Exercise brief >> Reproduction of part of the material below, pictures omitted: copy exactly, and only, the lines starting with the one with "Mark one point on every instance of the green grass field" and going on through the one with "Mark one point on every instance of the black".

Records to process >>
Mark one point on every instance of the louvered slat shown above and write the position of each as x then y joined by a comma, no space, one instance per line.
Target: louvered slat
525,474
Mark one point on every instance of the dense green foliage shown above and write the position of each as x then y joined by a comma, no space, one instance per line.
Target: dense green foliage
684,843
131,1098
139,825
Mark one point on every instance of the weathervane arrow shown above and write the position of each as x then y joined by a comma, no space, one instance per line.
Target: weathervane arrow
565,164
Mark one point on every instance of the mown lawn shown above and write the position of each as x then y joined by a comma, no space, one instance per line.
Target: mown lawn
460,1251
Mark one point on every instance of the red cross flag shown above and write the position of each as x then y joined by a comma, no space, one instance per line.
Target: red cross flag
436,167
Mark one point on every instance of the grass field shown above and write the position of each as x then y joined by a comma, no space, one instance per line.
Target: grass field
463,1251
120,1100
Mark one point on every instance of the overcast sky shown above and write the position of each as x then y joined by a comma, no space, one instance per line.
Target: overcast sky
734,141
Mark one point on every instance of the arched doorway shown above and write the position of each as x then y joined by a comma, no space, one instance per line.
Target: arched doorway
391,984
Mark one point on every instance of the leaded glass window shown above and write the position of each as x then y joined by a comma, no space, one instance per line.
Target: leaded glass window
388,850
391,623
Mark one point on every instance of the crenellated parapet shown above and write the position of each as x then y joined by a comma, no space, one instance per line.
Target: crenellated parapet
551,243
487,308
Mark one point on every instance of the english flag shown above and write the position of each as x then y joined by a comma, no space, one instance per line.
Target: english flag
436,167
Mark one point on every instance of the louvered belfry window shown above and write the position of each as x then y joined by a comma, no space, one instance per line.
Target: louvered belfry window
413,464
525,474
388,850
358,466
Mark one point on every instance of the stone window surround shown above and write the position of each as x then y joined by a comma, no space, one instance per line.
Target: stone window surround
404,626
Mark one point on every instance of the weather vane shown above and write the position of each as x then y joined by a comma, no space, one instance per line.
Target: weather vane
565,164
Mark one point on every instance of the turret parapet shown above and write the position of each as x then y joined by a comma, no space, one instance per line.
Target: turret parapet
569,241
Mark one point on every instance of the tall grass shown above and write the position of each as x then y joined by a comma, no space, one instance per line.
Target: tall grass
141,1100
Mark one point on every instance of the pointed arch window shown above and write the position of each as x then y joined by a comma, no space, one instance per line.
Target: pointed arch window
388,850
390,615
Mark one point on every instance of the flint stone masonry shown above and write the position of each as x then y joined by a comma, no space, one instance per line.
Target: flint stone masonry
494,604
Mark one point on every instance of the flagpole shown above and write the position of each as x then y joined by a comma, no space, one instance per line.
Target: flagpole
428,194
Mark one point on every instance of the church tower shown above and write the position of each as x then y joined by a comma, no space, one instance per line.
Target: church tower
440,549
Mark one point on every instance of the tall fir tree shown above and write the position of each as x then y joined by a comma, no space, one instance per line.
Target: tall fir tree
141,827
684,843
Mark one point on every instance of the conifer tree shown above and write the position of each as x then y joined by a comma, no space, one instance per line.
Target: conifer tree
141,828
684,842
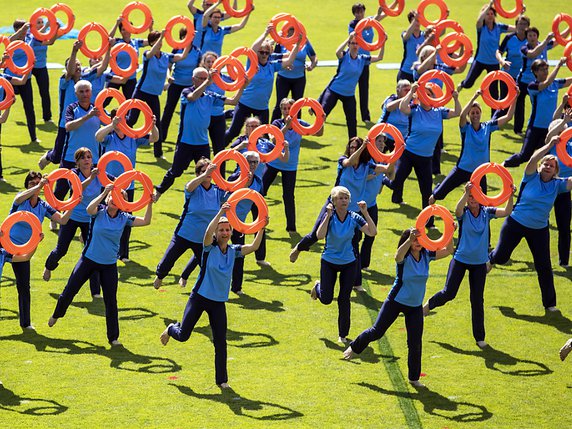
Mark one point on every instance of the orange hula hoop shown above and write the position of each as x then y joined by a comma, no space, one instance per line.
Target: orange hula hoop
123,181
230,155
318,112
421,11
396,11
62,7
556,28
278,141
237,13
443,213
258,200
443,77
509,82
447,48
376,154
98,28
561,147
9,222
100,99
376,25
185,21
130,8
129,50
125,107
52,21
70,176
8,94
30,57
507,184
106,158
229,62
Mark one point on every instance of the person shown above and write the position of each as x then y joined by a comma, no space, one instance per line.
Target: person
211,290
112,138
202,200
99,255
338,227
512,63
196,108
529,219
543,94
29,200
425,127
475,146
405,296
257,94
91,188
342,87
471,255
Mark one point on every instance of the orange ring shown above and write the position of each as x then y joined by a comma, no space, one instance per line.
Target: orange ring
510,83
278,145
100,99
443,77
376,25
396,11
237,13
126,106
188,23
459,39
93,26
507,184
253,69
508,13
561,151
123,182
52,21
318,112
127,11
10,221
130,50
70,176
8,94
30,57
386,158
421,11
62,7
106,158
256,198
556,28
443,213
230,155
228,61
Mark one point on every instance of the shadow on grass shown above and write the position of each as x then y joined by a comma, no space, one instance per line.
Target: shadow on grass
438,405
241,406
555,319
495,358
10,401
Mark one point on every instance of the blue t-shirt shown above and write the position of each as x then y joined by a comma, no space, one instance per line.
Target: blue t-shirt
473,243
425,127
475,145
201,206
338,248
347,75
216,272
196,116
21,231
411,279
488,43
102,245
536,199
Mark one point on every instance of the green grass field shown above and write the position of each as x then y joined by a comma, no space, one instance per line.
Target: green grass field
285,365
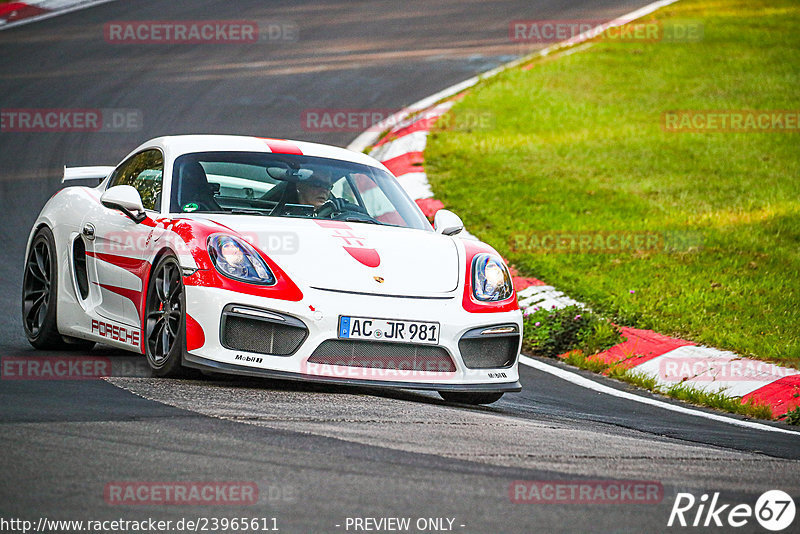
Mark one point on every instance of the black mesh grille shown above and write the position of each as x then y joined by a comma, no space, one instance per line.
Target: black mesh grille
264,337
489,352
403,356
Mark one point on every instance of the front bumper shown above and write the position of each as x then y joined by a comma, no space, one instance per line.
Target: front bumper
319,311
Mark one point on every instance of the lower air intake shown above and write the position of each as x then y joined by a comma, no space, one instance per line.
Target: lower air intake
264,337
383,355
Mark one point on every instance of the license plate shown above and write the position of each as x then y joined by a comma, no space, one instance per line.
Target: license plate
388,330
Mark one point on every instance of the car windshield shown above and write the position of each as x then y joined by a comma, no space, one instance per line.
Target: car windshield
287,185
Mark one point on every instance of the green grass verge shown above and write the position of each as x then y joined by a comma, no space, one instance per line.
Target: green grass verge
557,331
576,145
680,391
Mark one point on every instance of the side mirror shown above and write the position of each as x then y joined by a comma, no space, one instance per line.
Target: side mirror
126,199
446,222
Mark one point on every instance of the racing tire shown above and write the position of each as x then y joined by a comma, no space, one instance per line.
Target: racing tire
39,292
471,398
40,296
165,319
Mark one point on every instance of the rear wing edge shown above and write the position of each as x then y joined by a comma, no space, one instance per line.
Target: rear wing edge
86,173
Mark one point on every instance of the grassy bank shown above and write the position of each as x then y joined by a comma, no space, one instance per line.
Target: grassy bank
577,148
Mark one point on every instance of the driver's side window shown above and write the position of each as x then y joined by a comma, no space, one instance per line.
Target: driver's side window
144,171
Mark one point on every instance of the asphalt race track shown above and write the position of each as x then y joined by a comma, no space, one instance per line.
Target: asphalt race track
319,454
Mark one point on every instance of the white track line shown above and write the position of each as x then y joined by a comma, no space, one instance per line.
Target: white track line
582,381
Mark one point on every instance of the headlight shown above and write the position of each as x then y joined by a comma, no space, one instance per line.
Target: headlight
236,259
491,280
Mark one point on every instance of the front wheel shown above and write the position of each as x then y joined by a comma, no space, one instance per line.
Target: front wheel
471,398
164,318
39,293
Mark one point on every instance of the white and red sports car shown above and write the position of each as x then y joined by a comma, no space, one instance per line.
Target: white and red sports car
273,258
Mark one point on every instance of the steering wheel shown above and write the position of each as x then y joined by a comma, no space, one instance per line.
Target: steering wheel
335,206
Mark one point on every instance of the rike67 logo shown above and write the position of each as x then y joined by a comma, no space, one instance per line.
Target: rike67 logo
774,510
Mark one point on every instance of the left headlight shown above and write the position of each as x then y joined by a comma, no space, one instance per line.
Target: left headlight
491,280
238,260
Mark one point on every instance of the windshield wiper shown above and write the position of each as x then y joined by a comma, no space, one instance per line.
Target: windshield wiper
245,212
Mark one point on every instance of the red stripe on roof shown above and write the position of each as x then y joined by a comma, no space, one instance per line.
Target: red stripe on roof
282,146
405,163
779,395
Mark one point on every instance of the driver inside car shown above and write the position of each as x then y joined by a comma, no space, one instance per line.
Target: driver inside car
316,190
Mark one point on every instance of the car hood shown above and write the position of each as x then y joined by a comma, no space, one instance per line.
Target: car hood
353,257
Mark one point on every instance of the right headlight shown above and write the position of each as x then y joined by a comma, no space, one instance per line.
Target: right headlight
236,259
491,280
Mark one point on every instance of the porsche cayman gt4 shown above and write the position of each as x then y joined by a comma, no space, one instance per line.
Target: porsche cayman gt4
272,258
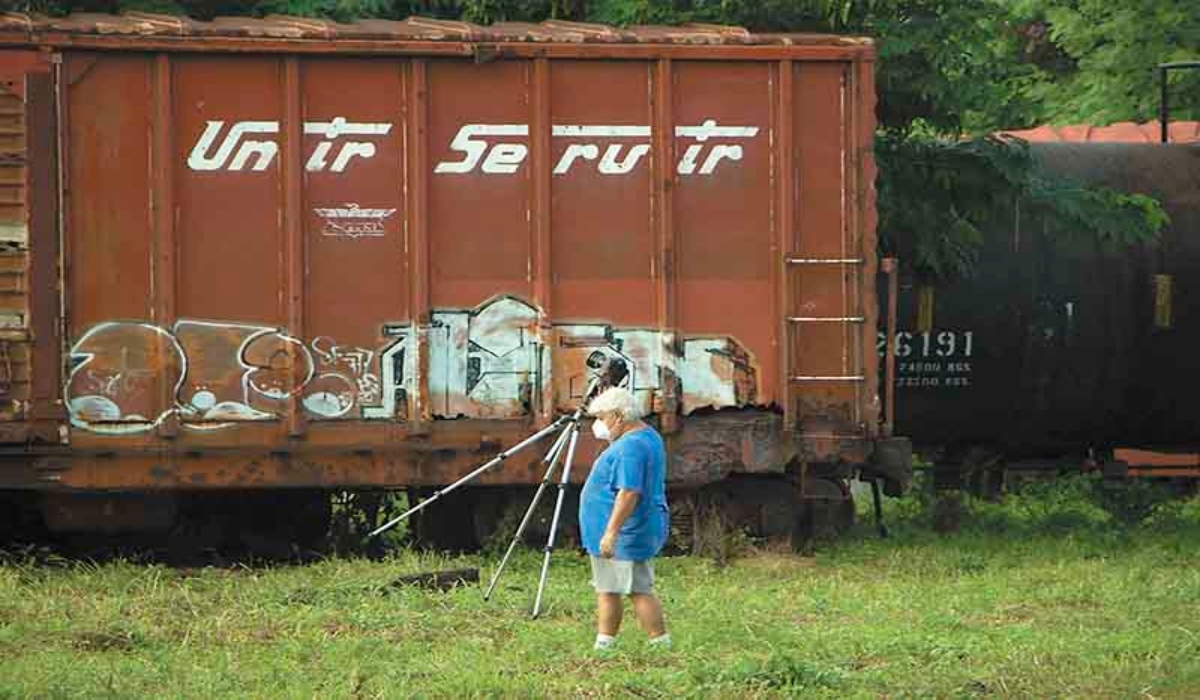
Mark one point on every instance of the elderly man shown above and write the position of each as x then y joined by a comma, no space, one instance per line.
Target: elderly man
623,516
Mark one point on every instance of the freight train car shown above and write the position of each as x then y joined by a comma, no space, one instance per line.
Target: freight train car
1060,351
253,261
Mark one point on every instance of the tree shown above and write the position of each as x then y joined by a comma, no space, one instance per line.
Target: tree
1096,58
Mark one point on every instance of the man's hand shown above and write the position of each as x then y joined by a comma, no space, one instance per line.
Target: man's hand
607,544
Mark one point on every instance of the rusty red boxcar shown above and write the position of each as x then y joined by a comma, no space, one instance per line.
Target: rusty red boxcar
250,255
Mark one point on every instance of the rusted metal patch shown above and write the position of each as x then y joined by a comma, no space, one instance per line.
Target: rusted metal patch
484,363
133,25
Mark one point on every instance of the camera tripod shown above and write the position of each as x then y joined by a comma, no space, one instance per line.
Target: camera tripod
568,428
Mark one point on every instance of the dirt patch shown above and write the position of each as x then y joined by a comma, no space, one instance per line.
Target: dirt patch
106,640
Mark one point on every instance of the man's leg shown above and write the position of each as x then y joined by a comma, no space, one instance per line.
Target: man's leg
609,612
649,614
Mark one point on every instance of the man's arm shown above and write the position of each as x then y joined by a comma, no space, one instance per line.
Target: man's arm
627,501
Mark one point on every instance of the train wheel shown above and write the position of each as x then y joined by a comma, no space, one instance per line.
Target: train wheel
827,512
447,525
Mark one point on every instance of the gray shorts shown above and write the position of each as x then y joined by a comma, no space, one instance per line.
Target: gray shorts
622,576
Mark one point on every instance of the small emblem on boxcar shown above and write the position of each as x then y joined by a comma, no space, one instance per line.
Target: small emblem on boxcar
353,221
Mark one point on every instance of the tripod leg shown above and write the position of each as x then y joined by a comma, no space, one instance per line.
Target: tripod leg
551,460
553,524
879,508
498,459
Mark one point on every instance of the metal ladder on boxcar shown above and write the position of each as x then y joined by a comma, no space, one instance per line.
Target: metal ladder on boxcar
853,375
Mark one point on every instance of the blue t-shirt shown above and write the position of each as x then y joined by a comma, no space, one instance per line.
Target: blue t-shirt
636,461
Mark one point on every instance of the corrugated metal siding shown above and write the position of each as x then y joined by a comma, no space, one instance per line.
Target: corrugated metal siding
13,238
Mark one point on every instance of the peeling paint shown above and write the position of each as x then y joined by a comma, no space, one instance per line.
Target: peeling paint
489,363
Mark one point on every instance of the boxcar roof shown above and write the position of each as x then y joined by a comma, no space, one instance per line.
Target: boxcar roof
137,30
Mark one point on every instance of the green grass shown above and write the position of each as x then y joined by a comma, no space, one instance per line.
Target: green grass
1085,612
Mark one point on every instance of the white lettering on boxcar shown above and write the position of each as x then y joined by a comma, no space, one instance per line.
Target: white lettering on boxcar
491,149
334,153
612,149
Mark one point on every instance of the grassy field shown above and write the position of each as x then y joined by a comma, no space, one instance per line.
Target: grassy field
1031,600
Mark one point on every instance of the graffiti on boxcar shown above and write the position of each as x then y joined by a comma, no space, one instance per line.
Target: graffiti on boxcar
217,372
490,362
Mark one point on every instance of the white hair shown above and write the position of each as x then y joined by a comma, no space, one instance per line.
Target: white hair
615,400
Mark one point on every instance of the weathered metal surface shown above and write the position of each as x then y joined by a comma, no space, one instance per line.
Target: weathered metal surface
1055,345
375,271
27,167
139,29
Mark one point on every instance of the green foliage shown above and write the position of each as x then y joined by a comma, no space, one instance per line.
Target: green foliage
937,199
1096,59
1085,504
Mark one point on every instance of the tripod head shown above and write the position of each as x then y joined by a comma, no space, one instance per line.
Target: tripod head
610,372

Solution to the problem >>
Mark one point on every instance of the green grass field shown above and write the position of each as x then y joined by a comma, no space, one instance per line.
Target: green grass field
285,365
Mark one point on every instance of the black mesh grille shown above and write the position of each as x then y joined by a comma, no space, one instance per line.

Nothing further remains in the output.